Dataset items
((
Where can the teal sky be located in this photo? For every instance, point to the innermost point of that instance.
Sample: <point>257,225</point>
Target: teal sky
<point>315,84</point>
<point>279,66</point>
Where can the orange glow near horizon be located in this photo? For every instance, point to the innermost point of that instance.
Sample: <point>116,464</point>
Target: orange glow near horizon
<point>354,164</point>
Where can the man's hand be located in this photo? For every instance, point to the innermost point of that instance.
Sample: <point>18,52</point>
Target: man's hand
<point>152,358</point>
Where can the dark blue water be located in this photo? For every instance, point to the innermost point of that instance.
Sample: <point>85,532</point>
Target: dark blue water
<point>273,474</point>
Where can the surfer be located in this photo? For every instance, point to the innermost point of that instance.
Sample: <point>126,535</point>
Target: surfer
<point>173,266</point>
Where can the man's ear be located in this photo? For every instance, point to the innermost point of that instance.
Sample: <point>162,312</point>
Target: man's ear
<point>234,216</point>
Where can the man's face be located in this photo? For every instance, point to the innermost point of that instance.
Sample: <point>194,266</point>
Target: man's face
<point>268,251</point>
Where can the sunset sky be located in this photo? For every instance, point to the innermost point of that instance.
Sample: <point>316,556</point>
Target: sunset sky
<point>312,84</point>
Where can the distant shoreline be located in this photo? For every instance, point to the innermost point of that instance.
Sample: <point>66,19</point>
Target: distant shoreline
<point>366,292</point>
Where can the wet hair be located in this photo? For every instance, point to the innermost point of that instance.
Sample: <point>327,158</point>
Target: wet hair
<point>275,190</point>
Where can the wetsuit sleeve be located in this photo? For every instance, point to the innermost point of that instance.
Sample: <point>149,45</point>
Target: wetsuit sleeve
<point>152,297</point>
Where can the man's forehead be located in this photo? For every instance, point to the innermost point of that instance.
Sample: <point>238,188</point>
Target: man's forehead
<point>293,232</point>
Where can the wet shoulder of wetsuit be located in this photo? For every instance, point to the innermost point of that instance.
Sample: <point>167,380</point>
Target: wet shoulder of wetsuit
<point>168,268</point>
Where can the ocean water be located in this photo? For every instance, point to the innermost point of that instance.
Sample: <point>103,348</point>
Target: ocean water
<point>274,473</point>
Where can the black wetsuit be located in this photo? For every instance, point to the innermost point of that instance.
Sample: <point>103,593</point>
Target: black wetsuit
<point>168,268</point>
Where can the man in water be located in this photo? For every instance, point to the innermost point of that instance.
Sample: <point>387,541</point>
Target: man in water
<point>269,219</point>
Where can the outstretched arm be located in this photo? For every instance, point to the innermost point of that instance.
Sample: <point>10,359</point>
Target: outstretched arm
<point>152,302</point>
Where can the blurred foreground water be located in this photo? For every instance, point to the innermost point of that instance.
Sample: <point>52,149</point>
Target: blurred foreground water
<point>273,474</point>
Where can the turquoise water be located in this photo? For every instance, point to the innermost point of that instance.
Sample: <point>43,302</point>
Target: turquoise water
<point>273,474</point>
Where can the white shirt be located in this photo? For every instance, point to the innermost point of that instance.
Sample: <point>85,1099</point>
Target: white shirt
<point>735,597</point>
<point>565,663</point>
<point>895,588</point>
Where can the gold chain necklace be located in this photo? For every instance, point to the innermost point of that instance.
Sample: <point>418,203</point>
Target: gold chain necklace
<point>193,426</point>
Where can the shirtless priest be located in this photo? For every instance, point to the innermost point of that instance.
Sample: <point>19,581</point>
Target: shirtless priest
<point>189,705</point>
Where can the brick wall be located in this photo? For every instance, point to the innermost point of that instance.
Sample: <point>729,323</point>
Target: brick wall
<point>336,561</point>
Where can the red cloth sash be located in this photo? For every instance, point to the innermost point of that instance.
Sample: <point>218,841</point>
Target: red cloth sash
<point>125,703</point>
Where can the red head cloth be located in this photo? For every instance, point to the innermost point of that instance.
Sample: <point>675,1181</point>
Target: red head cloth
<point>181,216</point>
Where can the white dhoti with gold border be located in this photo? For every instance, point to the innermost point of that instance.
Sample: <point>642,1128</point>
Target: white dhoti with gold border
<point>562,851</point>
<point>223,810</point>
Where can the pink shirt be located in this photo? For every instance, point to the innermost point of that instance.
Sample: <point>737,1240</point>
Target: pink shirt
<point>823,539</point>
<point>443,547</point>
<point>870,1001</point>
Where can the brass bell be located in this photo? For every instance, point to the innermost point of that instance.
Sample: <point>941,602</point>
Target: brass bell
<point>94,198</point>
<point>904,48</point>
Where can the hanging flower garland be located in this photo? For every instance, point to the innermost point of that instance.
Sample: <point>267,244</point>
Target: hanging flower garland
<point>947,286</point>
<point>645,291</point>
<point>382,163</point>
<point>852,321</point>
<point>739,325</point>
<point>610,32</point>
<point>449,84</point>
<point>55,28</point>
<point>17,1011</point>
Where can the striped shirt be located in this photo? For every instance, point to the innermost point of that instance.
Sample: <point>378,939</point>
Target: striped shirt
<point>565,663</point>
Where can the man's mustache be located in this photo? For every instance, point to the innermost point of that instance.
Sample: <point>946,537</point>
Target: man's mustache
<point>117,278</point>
))
- **Task description**: Write out every entry word for word.

- **Exercise output**:
Where can the teal sky be located in this photo? For every instance, point to the innermost point of that instance.
Sample: <point>257,225</point>
Target: teal sky
<point>315,84</point>
<point>279,66</point>
Where can the orange glow near horizon be located in this photo? For every instance, point to the innermost point of that instance.
Sample: <point>116,464</point>
Target: orange glow near horizon
<point>354,164</point>
Where can the man's hand be located in this photo? For every instance, point to the innermost point of that instance.
Sample: <point>18,52</point>
Target: man's hand
<point>152,358</point>
Where can the dark blue water be located in this photo? For every instance, point to the innermost point of that instance.
Sample: <point>85,532</point>
Target: dark blue water
<point>273,474</point>
Where can the surfer be located in this photo? For every instance, point to the innermost point of that instance.
Sample: <point>126,535</point>
Target: surfer
<point>173,266</point>
Where can the man's ear be located in this photo? For every instance, point to the innermost point of that instance.
Sample: <point>162,312</point>
Target: man's ear
<point>234,216</point>
Where can the man's face be located in this photo? For every instance, point to the innermost point of that instance.
Sample: <point>194,266</point>
Target: man's face
<point>268,251</point>
Where can the sunset sky be located in this photo? For every instance, point to the innermost point of that instance.
Sample: <point>316,556</point>
Target: sunset sky
<point>312,84</point>
Where can the distant shoreline be located in this photo? For every instance, point to the innermost point of that instance.
Sample: <point>66,19</point>
Target: distant shoreline
<point>366,292</point>
Where can the wet hair be located in this photo? For every instance, point to the innermost point of that instance.
Sample: <point>327,158</point>
Target: wet hair
<point>275,190</point>
Where can the wetsuit sleeve be located in this photo? For every instance, point to the innermost point of that instance.
Sample: <point>149,45</point>
Target: wetsuit sleeve
<point>152,297</point>
Where can the man's forehead be located in this photo? For every instance, point to the innermost point of that instance.
Sample: <point>238,188</point>
Target: man's forehead
<point>293,232</point>
Where can the wet shoulder of wetsuit be located in this photo? For every instance, point to the innermost point of that instance.
Sample: <point>167,380</point>
Target: wet shoulder of wetsuit
<point>168,268</point>
Where can the ocean water be located in this photo? For every instance, point to the innermost point of that instance.
Sample: <point>103,348</point>
Target: ocean water
<point>274,473</point>
Where can the black wetsuit be located in this photo? For every instance, point to the innermost point of that instance.
Sample: <point>103,593</point>
Target: black wetsuit
<point>168,268</point>
Where can the man in water be located in this photo? For every instance, point to the innermost point of that instance.
Sample: <point>387,541</point>
Target: man in water
<point>269,219</point>
Where can the outstretched arm be located in this photo? For every instance, point to the innermost point of that instance.
Sample: <point>10,359</point>
Target: outstretched arm
<point>152,302</point>
Where can the blurred foreground water be located in this photo? For every instance, point to the innermost point of that instance.
Sample: <point>52,149</point>
Target: blurred foreground water
<point>273,474</point>
Where can the turquoise water be located in this photo? For every instance, point to the innermost point of that instance.
Sample: <point>43,302</point>
Target: turquoise water
<point>273,474</point>
Where can the white shirt be located in this photo? For every instance, point to the innermost point of that instance.
Sample: <point>85,1099</point>
Target: white shirt
<point>735,597</point>
<point>565,663</point>
<point>895,588</point>
Where can the gold chain necklace be located in this photo? For every instance, point to the innermost point of that instance.
Sample: <point>418,203</point>
Target: gold chain necklace
<point>193,426</point>
Where can the shirtless priest be located in this photo? For every instance, point to the innermost point of that instance.
Sample: <point>19,581</point>
Target: shirtless priest
<point>189,705</point>
Where can the brick wall be located in this photo? For every instance, point to the innermost point of that instance.
Sample: <point>729,323</point>
Target: brick wall
<point>336,561</point>
Where can the red cloth sash be located in this photo? For every instance, point to the innermost point of that instance.
Sample: <point>218,841</point>
Target: red cloth sash
<point>125,703</point>
Where can the red head cloth be located in this photo? For every instance, point to the innermost point of that instance.
Sample: <point>675,1181</point>
Target: red head cloth
<point>181,216</point>
Where can the white dhoti with gold border be located in this photo? For every instance, point to the innermost point of that instance.
Sample: <point>642,1128</point>
Target: white dhoti with gold border
<point>562,851</point>
<point>223,810</point>
Where can the pink shirt be located in this photo? For every instance, point to the innermost point of that instance.
Sample: <point>737,1240</point>
Target: pink shirt
<point>823,539</point>
<point>443,547</point>
<point>870,1001</point>
Where can the brass bell be located in this photo? For every instance, point to the innermost point of that instance.
Sample: <point>941,602</point>
Target: brass bell
<point>94,198</point>
<point>904,48</point>
Where can the hanging flower garland be located in this photo? For every instance, point to the innermost point of that instance.
Sample: <point>267,244</point>
Target: hanging flower garland
<point>947,286</point>
<point>645,291</point>
<point>382,163</point>
<point>852,321</point>
<point>739,325</point>
<point>610,32</point>
<point>449,84</point>
<point>55,28</point>
<point>17,1011</point>
Where can the striped shirt be located in this photo? For every instance, point to the innermost point of that instance.
Sample: <point>378,939</point>
Target: striped shirt
<point>565,663</point>
Where can the man's mustache be located in this photo? For every instance, point to the innermost point of that instance.
Sample: <point>946,537</point>
Target: man's mustache
<point>117,278</point>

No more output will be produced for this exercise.